::: Text block :::

Spurs stories | Off The Shelf | Ledley on being told it was time to call it a day
Wed 10 July 2024, 14:00|Tottenham Hotspur
The first series of our official podcast Off The Shelf delivered a library's worth of Spurs stories from legends of our Club. In this summer series, we've returned to those 30 episodes to bring you some of those stories as our legends told us - their Spurs life in their words.
Kicking off this series, we go back to Episode One of Off The Shelf and modern-day legend, former skipper and one-club man Ledley King, who talked us through the heartbreaking moment when he knew his battle against a chronic knee problem was over and he'd have to call it a day, at the age of 31...

:::

**Task statement:** Return the text of the Ledley King podcast piece word for word, starting at "Spurs stories |" and ending at "age of 31...".

::: The data :::

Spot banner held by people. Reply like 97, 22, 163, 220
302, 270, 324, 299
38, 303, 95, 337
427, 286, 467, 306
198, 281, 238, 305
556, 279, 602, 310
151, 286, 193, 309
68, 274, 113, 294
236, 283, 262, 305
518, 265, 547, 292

:::

**Response to this task:**
Spurs stories | Off The Shelf | Ledley on being told it was time to call it a day
Wed 10 July 2024, 14:00|Tottenham Hotspur
The first series of our official podcast Off The Shelf delivered a library's worth of Spurs stories from legends of our Club. In this summer series, we've returned to those 30 episodes to bring you some of those stories as our legends told us - their Spurs life in their words.
Kicking off this series, we go back to Episode One of Off The Shelf and modern-day legend, former skipper and one-club man Ledley King, who talked us through the heartbreaking moment when he knew his battle against a chronic knee problem was over and he'd have to call it a day, at the age of 31...